▶ [DATA EXCERPTS]
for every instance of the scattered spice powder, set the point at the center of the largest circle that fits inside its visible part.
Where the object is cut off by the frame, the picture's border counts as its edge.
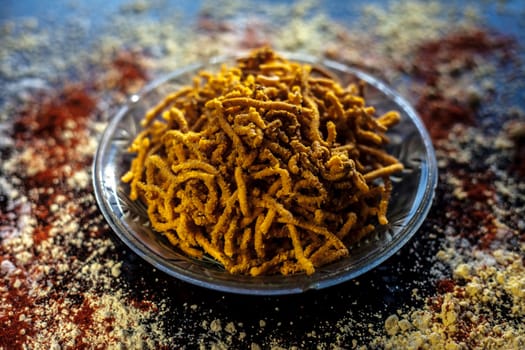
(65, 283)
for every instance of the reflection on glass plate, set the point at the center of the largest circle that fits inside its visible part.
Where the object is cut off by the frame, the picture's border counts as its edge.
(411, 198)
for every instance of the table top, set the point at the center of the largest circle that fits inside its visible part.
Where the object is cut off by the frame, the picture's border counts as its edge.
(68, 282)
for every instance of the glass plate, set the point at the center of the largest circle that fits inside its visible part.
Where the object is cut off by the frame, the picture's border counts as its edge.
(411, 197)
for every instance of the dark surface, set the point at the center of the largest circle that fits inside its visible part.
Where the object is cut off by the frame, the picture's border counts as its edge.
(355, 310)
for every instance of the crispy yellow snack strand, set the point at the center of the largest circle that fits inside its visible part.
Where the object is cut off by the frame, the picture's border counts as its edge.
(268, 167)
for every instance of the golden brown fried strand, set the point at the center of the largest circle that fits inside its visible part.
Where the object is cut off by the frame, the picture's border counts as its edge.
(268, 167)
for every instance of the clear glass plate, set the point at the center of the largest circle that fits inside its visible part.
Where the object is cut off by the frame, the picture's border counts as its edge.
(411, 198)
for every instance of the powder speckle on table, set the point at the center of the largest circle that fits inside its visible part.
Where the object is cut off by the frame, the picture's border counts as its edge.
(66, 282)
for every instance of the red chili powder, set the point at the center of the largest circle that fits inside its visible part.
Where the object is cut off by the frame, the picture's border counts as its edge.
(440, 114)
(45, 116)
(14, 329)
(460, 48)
...
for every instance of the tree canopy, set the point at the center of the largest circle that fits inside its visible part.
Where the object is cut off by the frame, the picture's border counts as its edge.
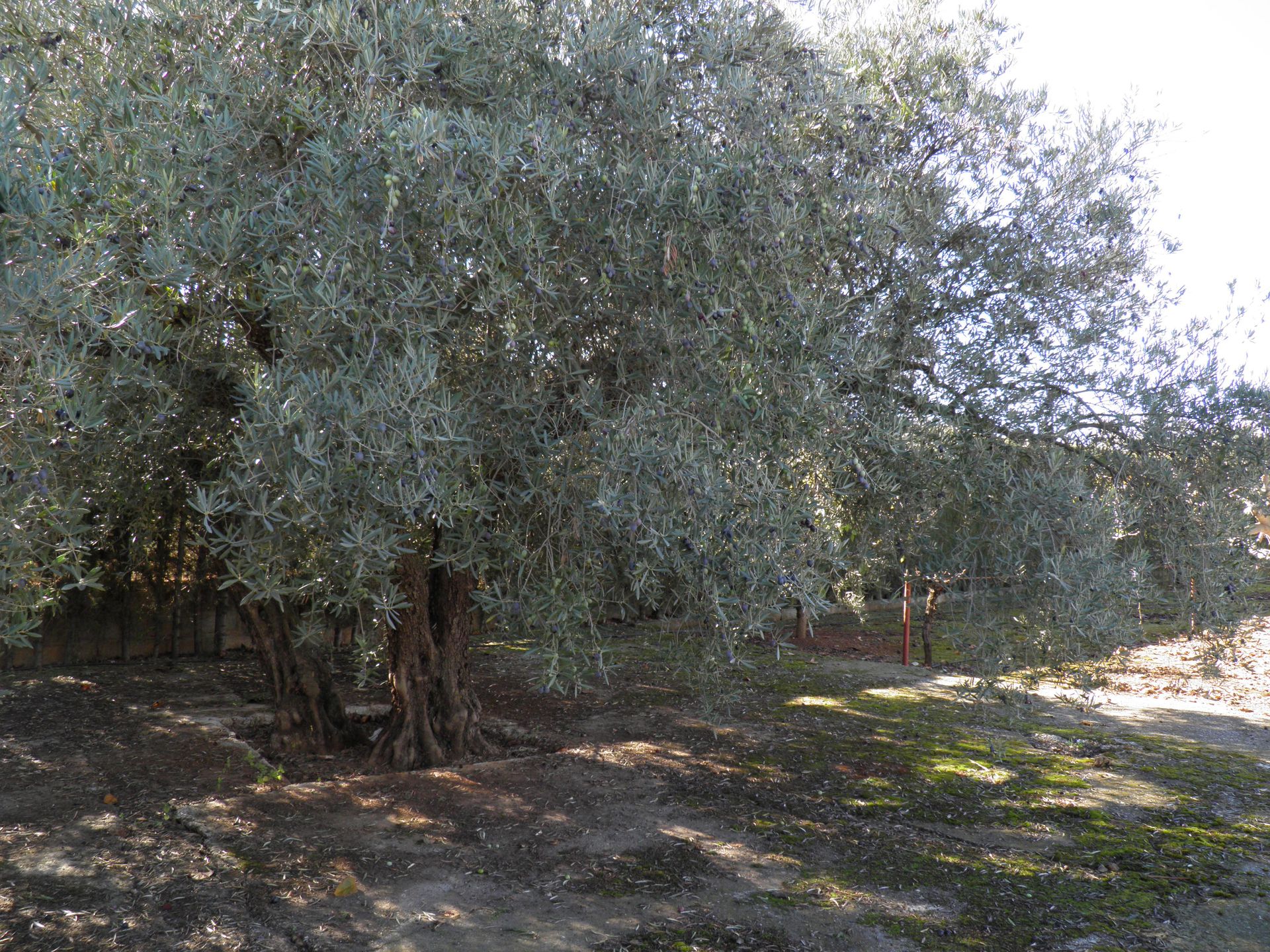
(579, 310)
---
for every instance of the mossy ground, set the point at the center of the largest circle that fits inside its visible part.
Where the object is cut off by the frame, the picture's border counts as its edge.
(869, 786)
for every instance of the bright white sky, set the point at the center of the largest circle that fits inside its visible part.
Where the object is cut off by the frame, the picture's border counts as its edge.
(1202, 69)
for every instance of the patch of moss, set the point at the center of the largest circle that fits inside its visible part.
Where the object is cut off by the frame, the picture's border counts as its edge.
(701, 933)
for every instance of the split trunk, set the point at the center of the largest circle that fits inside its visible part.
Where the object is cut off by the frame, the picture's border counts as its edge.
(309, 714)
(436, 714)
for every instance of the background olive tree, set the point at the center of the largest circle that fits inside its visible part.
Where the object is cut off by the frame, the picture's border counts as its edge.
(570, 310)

▶ [YOUR OBJECTIVE] List every line of the records containing the word "plate", matching case exactly.

▶ [WRITTEN ANSWER]
for every instance of the reflection on glass plate, set the point at the center of the largest circle that fits inside its visible part.
for every instance of the glass plate, set the point at the center of the largest circle that fits inside its visible part.
for every instance of the clear glass plate, set the point at the center of the largest circle that fits inside its visible part.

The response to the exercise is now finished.